> **Supplied records**:

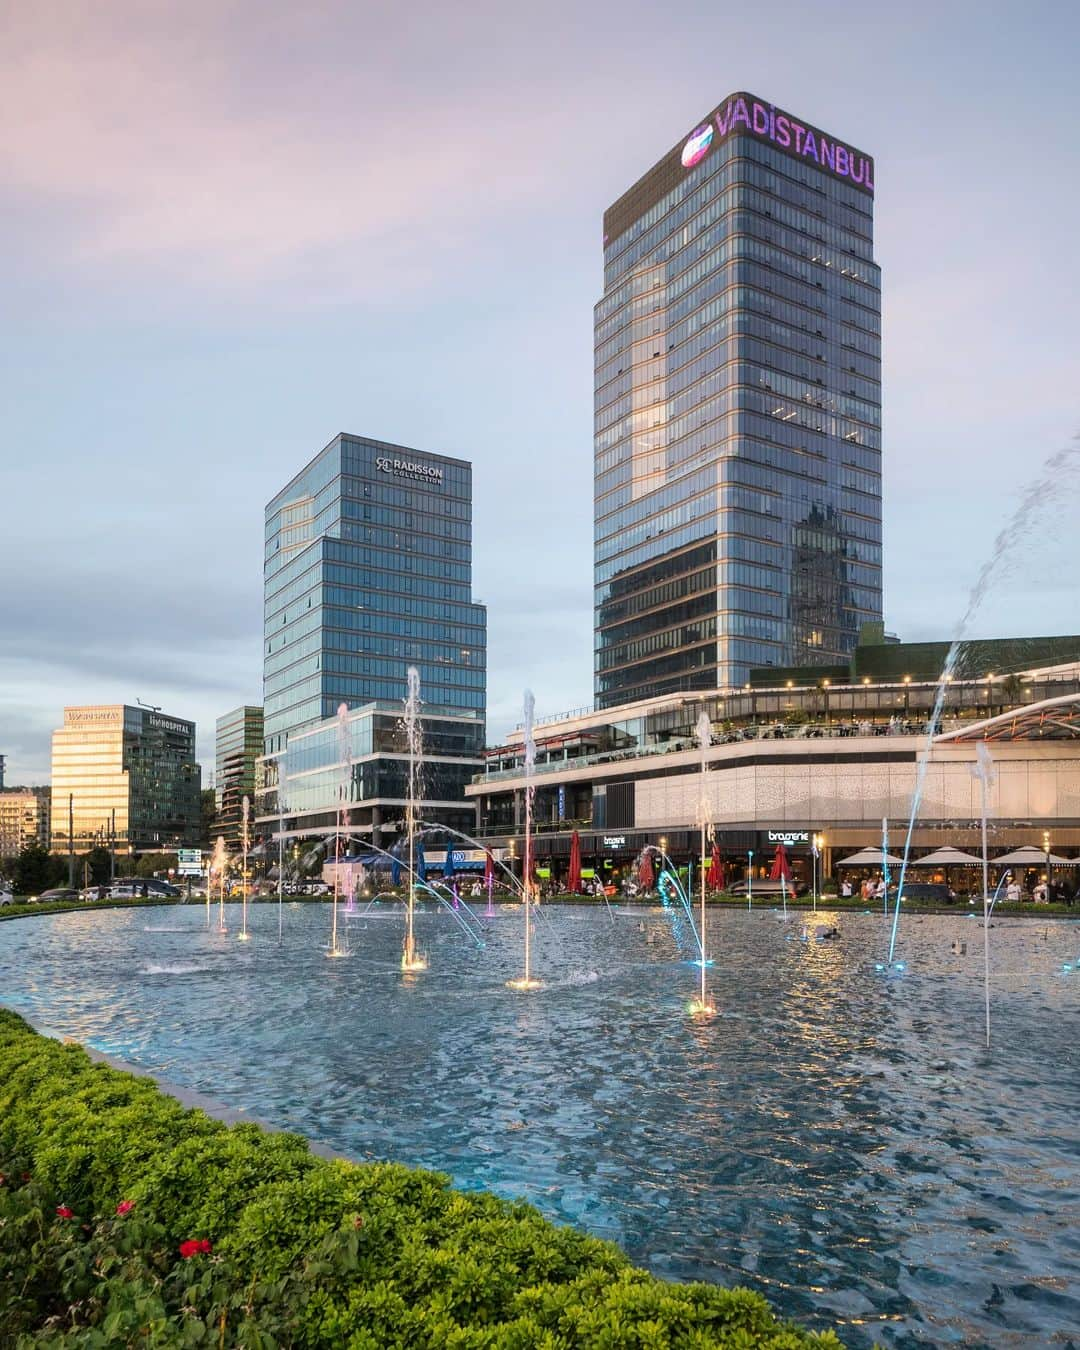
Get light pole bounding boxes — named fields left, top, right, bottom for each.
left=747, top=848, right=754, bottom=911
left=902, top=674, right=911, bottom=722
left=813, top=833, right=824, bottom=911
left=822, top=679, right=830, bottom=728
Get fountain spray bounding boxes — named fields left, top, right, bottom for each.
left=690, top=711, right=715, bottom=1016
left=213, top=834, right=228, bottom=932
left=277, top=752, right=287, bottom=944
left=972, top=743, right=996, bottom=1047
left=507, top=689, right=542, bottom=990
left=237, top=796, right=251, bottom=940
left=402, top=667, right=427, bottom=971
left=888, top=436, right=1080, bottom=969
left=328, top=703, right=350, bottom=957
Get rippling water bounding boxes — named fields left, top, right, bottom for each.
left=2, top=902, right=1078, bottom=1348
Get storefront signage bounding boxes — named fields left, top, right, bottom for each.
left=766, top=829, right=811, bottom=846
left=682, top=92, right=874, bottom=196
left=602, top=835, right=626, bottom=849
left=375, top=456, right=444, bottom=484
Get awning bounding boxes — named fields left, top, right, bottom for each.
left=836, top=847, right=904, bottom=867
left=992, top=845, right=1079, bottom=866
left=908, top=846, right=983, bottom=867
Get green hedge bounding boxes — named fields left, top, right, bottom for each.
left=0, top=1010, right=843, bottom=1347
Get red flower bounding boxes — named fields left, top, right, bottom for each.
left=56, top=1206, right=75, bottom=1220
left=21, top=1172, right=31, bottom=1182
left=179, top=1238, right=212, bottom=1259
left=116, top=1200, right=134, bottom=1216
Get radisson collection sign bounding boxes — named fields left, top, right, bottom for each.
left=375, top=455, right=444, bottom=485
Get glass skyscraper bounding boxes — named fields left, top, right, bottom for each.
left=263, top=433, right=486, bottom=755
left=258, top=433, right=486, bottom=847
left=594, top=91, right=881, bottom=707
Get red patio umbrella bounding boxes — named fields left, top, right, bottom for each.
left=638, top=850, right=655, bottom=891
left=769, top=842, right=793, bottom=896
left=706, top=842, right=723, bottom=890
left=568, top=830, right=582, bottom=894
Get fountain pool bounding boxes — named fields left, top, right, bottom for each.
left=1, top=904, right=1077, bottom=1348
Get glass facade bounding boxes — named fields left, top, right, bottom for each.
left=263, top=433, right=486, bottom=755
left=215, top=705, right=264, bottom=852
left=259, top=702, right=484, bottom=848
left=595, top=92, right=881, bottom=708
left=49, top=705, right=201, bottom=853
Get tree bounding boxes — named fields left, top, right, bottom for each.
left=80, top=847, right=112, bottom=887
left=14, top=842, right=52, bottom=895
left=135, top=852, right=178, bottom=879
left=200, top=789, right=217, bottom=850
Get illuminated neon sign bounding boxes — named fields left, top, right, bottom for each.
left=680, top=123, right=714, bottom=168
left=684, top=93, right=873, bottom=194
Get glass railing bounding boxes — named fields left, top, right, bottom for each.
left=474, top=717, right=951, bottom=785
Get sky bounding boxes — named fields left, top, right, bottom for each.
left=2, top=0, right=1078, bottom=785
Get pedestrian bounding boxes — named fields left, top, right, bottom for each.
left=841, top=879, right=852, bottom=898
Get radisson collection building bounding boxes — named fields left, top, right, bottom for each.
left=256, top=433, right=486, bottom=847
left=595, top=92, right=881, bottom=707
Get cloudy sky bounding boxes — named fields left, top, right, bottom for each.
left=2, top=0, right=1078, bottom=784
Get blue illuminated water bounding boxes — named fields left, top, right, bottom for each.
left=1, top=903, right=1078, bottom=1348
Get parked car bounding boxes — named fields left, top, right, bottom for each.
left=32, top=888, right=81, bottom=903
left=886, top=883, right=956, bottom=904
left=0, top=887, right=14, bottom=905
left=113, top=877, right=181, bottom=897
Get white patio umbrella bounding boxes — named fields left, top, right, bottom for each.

...

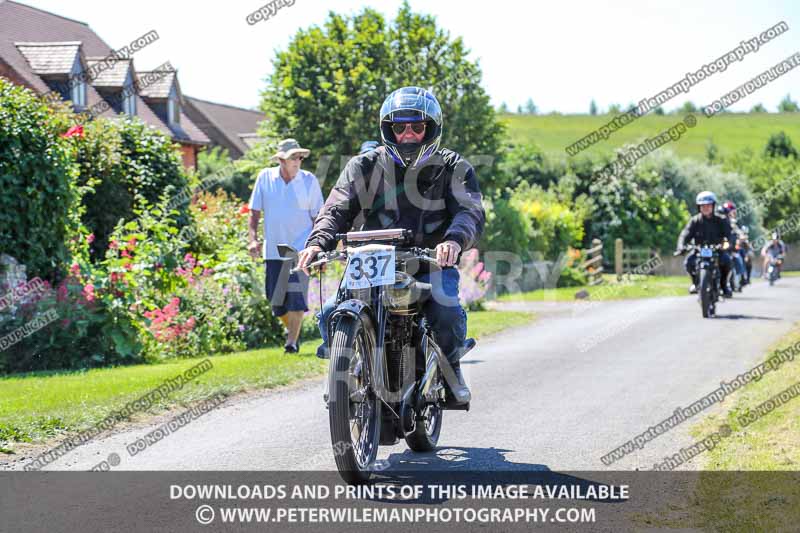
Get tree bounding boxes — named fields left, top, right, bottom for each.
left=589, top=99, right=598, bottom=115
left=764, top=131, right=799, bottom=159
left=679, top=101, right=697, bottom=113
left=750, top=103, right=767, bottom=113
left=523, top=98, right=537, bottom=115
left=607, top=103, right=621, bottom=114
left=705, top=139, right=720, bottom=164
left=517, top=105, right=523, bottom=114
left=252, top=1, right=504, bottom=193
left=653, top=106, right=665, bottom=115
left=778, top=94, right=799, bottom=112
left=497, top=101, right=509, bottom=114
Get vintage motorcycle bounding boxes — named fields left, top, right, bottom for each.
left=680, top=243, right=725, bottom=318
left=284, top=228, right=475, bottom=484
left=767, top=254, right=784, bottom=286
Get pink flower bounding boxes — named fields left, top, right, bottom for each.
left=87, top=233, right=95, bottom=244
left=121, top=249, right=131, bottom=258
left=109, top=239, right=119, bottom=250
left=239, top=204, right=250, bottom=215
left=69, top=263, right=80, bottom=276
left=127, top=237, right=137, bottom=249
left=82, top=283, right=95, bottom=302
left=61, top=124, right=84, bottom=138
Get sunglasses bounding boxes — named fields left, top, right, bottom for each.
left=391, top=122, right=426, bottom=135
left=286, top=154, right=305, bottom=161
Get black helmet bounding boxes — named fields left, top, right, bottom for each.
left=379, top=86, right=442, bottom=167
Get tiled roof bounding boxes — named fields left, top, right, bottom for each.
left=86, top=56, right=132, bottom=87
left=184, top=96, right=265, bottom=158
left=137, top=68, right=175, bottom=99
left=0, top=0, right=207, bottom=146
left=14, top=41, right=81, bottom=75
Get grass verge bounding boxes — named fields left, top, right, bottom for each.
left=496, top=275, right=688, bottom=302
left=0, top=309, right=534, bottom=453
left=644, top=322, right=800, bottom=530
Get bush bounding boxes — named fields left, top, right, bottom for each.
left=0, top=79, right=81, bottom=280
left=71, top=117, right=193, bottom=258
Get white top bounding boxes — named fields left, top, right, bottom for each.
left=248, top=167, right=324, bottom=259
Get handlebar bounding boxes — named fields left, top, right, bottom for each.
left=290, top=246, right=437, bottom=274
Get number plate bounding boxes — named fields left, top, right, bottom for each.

--

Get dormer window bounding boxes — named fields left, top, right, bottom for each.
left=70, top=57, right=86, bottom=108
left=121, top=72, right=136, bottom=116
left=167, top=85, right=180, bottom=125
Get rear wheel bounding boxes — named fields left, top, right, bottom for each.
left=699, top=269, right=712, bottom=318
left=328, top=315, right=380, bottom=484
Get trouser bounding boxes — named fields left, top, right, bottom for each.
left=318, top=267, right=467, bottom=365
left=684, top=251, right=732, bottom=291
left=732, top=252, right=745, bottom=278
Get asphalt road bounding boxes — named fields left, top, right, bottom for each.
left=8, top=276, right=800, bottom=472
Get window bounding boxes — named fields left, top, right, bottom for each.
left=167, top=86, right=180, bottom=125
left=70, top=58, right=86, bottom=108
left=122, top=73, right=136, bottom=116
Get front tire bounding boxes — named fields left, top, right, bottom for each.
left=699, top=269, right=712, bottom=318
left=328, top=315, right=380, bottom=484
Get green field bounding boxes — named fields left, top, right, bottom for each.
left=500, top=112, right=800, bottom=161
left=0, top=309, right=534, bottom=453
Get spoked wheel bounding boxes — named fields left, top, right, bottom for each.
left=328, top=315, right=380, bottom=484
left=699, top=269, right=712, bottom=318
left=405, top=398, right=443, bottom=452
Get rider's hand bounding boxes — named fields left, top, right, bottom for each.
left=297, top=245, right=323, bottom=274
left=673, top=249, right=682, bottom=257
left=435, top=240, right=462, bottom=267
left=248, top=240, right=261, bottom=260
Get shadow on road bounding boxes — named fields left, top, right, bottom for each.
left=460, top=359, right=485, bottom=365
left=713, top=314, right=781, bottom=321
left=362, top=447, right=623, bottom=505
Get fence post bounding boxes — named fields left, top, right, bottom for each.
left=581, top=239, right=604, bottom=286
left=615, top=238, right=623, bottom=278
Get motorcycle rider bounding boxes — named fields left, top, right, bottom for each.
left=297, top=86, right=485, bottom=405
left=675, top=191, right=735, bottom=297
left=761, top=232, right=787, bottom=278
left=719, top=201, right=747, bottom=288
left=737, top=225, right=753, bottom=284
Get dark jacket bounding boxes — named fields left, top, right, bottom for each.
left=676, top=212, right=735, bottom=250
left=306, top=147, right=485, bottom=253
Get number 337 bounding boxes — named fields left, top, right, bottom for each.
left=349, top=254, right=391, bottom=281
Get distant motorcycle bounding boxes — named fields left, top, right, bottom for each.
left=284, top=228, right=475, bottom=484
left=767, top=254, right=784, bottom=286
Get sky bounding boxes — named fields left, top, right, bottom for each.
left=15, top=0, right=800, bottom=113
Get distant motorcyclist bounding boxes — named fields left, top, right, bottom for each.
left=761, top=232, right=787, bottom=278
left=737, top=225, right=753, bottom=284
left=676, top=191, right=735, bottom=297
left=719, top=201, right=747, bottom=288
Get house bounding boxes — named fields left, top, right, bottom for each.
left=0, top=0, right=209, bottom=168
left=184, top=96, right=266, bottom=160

> **What this task involves**: Return only the lines between the one holding "Get bush bounding" and the one holding "Get number plate", inclusive, exactly as they appear above.

> **Reply**:
Get bush bounding boxes — named fields left, top, right, bottom for each.
left=0, top=79, right=81, bottom=280
left=71, top=117, right=193, bottom=258
Get white top bounding boxes — named fields left, top, right, bottom for each.
left=248, top=167, right=324, bottom=259
Get handlebar bounding boxes — named fields left, top, right, bottom for each.
left=290, top=246, right=437, bottom=274
Get number plate bounding boxes — named fields left, top, right, bottom for each.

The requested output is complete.